Update the listing below so that every "Point out" becomes "Mark", with all other text left unchanged. Leave the pictures out of your version.

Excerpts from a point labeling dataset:
** Begin **
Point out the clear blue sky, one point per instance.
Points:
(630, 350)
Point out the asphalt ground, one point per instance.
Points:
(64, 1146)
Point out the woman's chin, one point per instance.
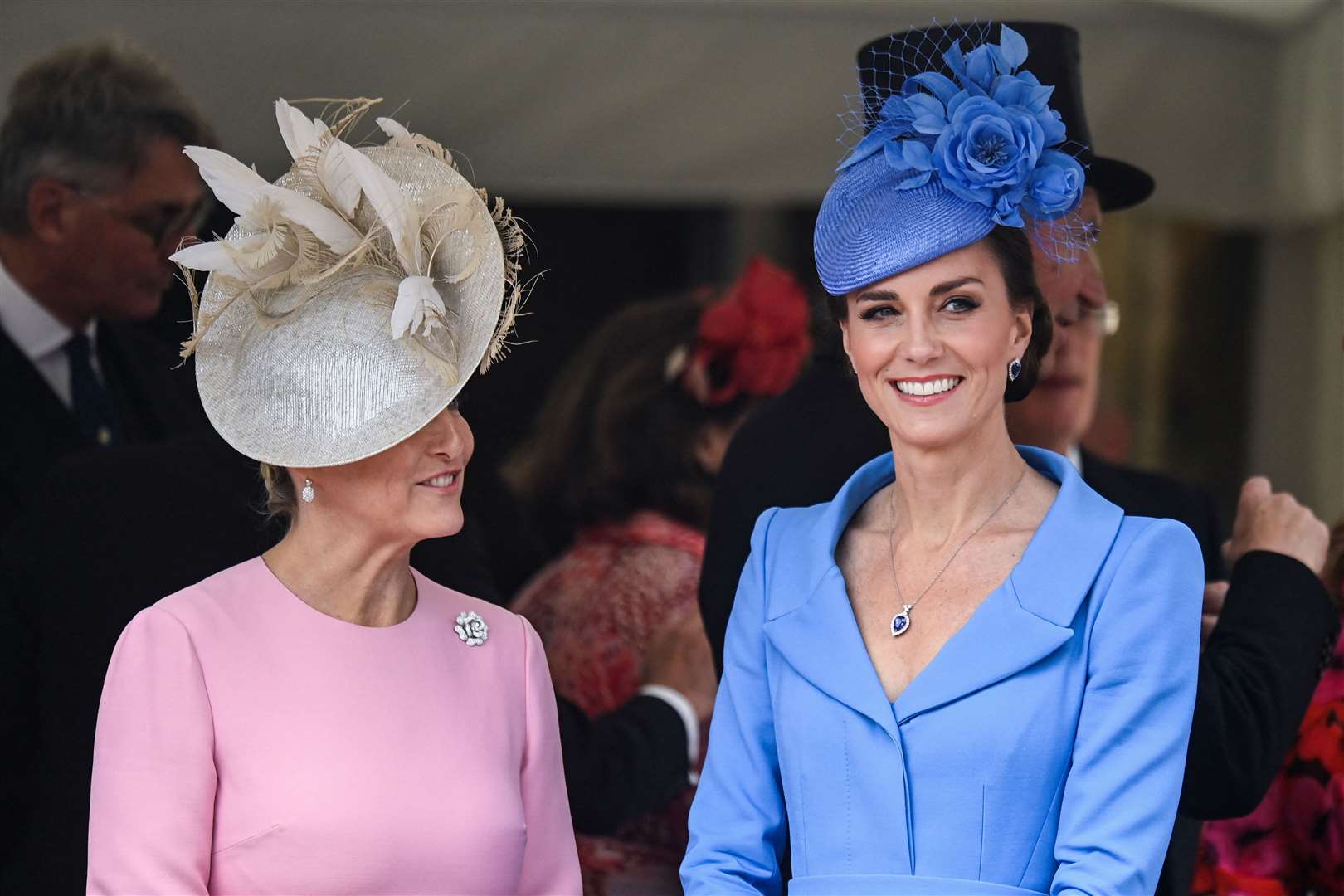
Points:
(437, 525)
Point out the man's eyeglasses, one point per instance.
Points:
(158, 222)
(1103, 320)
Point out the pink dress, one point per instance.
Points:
(251, 744)
(597, 606)
(1293, 843)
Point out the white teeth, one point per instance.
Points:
(928, 387)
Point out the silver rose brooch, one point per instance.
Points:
(472, 629)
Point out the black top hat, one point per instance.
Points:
(1054, 58)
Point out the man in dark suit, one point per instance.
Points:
(119, 529)
(95, 195)
(1266, 649)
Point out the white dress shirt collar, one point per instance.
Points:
(39, 334)
(1075, 457)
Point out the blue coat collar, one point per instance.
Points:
(1023, 621)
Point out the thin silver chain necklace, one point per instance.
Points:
(901, 622)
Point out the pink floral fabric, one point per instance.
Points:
(1293, 843)
(597, 607)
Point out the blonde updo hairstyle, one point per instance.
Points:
(281, 500)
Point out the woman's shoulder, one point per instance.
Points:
(457, 609)
(221, 592)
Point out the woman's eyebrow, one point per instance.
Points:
(953, 284)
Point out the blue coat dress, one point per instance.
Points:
(1042, 750)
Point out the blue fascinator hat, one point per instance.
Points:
(964, 141)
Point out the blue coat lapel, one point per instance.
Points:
(1022, 622)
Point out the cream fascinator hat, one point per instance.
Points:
(353, 299)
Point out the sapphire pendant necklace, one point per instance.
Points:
(901, 622)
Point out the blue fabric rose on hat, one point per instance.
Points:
(1054, 187)
(986, 134)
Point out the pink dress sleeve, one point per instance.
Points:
(151, 811)
(550, 859)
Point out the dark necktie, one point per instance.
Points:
(90, 402)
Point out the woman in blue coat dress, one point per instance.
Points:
(968, 674)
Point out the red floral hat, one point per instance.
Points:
(753, 342)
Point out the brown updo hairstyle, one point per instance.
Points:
(1012, 250)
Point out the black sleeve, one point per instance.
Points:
(1211, 538)
(17, 704)
(624, 763)
(1255, 680)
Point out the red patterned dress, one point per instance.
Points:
(1293, 843)
(597, 606)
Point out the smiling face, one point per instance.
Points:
(1059, 410)
(932, 347)
(407, 494)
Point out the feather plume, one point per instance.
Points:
(515, 242)
(401, 136)
(309, 141)
(417, 304)
(241, 188)
(397, 212)
(299, 132)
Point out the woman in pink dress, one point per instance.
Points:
(323, 718)
(626, 451)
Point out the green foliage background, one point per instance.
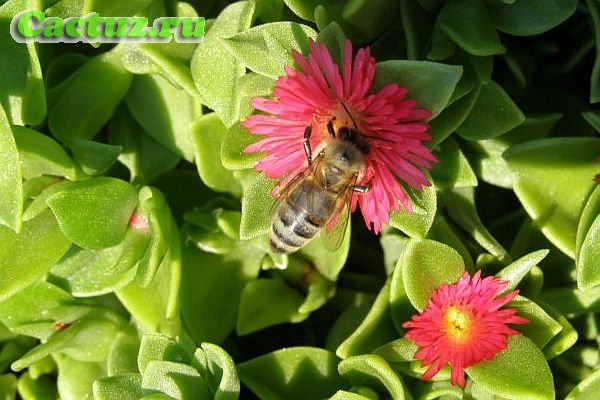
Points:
(195, 306)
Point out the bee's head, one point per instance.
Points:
(353, 137)
(345, 156)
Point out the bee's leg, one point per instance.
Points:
(306, 143)
(330, 129)
(362, 188)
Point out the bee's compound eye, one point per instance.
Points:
(344, 133)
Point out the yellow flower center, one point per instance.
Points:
(457, 324)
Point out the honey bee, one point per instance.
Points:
(322, 190)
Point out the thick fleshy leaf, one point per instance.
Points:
(375, 330)
(594, 10)
(11, 186)
(94, 213)
(590, 212)
(94, 158)
(373, 371)
(417, 223)
(124, 387)
(564, 340)
(165, 111)
(208, 133)
(266, 49)
(586, 389)
(257, 204)
(426, 264)
(219, 371)
(453, 116)
(232, 149)
(217, 80)
(523, 19)
(551, 177)
(521, 371)
(43, 388)
(541, 328)
(35, 310)
(22, 92)
(95, 272)
(89, 98)
(493, 114)
(211, 310)
(140, 153)
(77, 383)
(29, 255)
(87, 339)
(430, 84)
(468, 23)
(327, 260)
(160, 348)
(486, 155)
(41, 155)
(587, 263)
(267, 302)
(305, 9)
(153, 208)
(155, 306)
(461, 207)
(517, 270)
(292, 373)
(179, 381)
(452, 168)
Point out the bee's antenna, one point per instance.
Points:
(350, 115)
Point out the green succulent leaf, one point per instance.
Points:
(94, 213)
(373, 371)
(94, 158)
(470, 26)
(266, 49)
(77, 384)
(219, 371)
(522, 19)
(164, 111)
(426, 264)
(587, 250)
(210, 312)
(517, 270)
(125, 387)
(375, 330)
(430, 84)
(551, 177)
(28, 256)
(521, 371)
(267, 302)
(41, 155)
(417, 223)
(292, 373)
(87, 339)
(217, 80)
(493, 114)
(208, 134)
(176, 380)
(11, 186)
(156, 347)
(452, 168)
(140, 153)
(23, 79)
(76, 116)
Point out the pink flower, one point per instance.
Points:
(463, 325)
(317, 94)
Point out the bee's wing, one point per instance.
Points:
(335, 237)
(292, 184)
** End **
Task output.
Mark the clear blue sky, one point per instance.
Points:
(630, 350)
Mark the asphalt ground, one point per instance.
Points:
(64, 1146)
Mark the woman's chin, one point per instance.
Points:
(437, 525)
Mark the man's eyeglasses, one point per instance.
Points:
(158, 222)
(1103, 320)
Mark the pink dress, one point per instance.
Points:
(251, 744)
(597, 606)
(1293, 843)
Mark the white teeth, one point per instance.
Points:
(928, 387)
Mark the silver rose brooch, one point per instance.
Points:
(472, 629)
Mark the black top hat, one point per instance.
Points:
(1054, 58)
Mark the man in dark suit, one point per instance.
Points:
(119, 529)
(95, 195)
(1266, 649)
Mark the white dress shirt collar, one point per instance.
Points:
(39, 334)
(1075, 457)
Mark the blue coat collar, one point per instance.
Points:
(1023, 621)
Mark the thin silver chain necklace, one point per instance.
Points:
(901, 622)
Mark the pink floral fabric, one point per instance.
Points:
(1293, 843)
(597, 607)
Mark the blonde updo hairstyle, one point per instance.
Points:
(281, 500)
Mark the woman's shoulder, one point per instance.
Points:
(457, 609)
(221, 592)
Mark the woman's eyebrow, one point per instance.
Points:
(953, 284)
Mark the blue coat dress, one point per instance.
Points:
(1042, 750)
Mark the blue fascinator hat, one point per instance.
Points:
(964, 141)
Mark the blue coat lapel, one point per instance.
Points:
(1022, 622)
Mark the cream fascinator hat, one point per instance.
Points:
(353, 299)
Mark the sapphire pendant necklace, one point per instance.
Points:
(901, 622)
Mark the blue fabric rose on hat, one point per instance.
Points:
(1054, 187)
(986, 134)
Mark the pink dress sleeve, one point per instance.
Points:
(151, 811)
(550, 859)
Mark the dark necktie, one point per instance.
Points:
(90, 402)
Mark the woman in blue coat dress, one point per instance.
Points:
(968, 674)
Mark the red floral hat, one point per instance.
Points:
(753, 342)
Mark the brown updo hairstyle, one point per instance.
Points:
(1012, 250)
Mark the black sleeve, one point per instance.
Points:
(1211, 538)
(17, 704)
(624, 763)
(1255, 680)
Mark the red patterned dress, one point per instance.
Points:
(1293, 843)
(597, 606)
Mark the smiling face, one point per instance.
Points:
(1059, 410)
(932, 347)
(407, 494)
Mark the feather plume, one point per instance.
Points:
(515, 242)
(401, 136)
(309, 141)
(417, 304)
(241, 188)
(397, 212)
(299, 132)
Mark the woman in pink dress, one point per instance.
Points:
(323, 718)
(626, 451)
Mark the green foliage background, one point per instance.
Points:
(195, 306)
Mark the bee's head, one point per instance.
Points:
(353, 137)
(345, 156)
Mark the bee's leg, one point per instance.
Points:
(306, 143)
(330, 129)
(362, 188)
Mark the bee's compound eye, one point per instance.
Points:
(344, 133)
Mark the yellow flower center, one point per instance.
Points:
(457, 324)
Mark the honey bee, one point per instance.
Points:
(322, 190)
Mark the thick fleshy leaf, one point per instance.
Points:
(375, 330)
(594, 10)
(11, 186)
(94, 213)
(590, 212)
(94, 158)
(373, 371)
(417, 223)
(124, 387)
(564, 340)
(165, 111)
(208, 133)
(266, 49)
(586, 389)
(257, 204)
(426, 264)
(219, 371)
(453, 116)
(232, 149)
(217, 80)
(523, 19)
(551, 177)
(521, 371)
(43, 388)
(541, 328)
(35, 310)
(22, 92)
(95, 272)
(89, 98)
(493, 114)
(211, 310)
(140, 153)
(77, 383)
(29, 255)
(87, 339)
(430, 84)
(468, 23)
(327, 260)
(160, 348)
(486, 155)
(41, 155)
(587, 263)
(267, 302)
(305, 9)
(153, 208)
(155, 306)
(461, 207)
(517, 270)
(292, 373)
(179, 381)
(452, 168)
Mark the bee's antenna, one point per instance.
Points:
(350, 115)
Mark the green succulent leaf, one point per instance.
Points:
(94, 213)
(373, 371)
(94, 158)
(470, 26)
(266, 49)
(77, 384)
(219, 371)
(522, 19)
(164, 111)
(426, 264)
(587, 250)
(210, 312)
(517, 270)
(125, 387)
(375, 330)
(430, 84)
(551, 177)
(28, 256)
(521, 371)
(267, 302)
(41, 155)
(417, 223)
(292, 373)
(87, 339)
(217, 80)
(493, 114)
(208, 134)
(176, 380)
(11, 186)
(156, 347)
(452, 168)
(140, 153)
(23, 79)
(76, 116)
Mark the pink flower, one point per instance.
Points:
(463, 325)
(317, 94)
Mark the bee's wing, one point per instance.
Points:
(335, 237)
(292, 184)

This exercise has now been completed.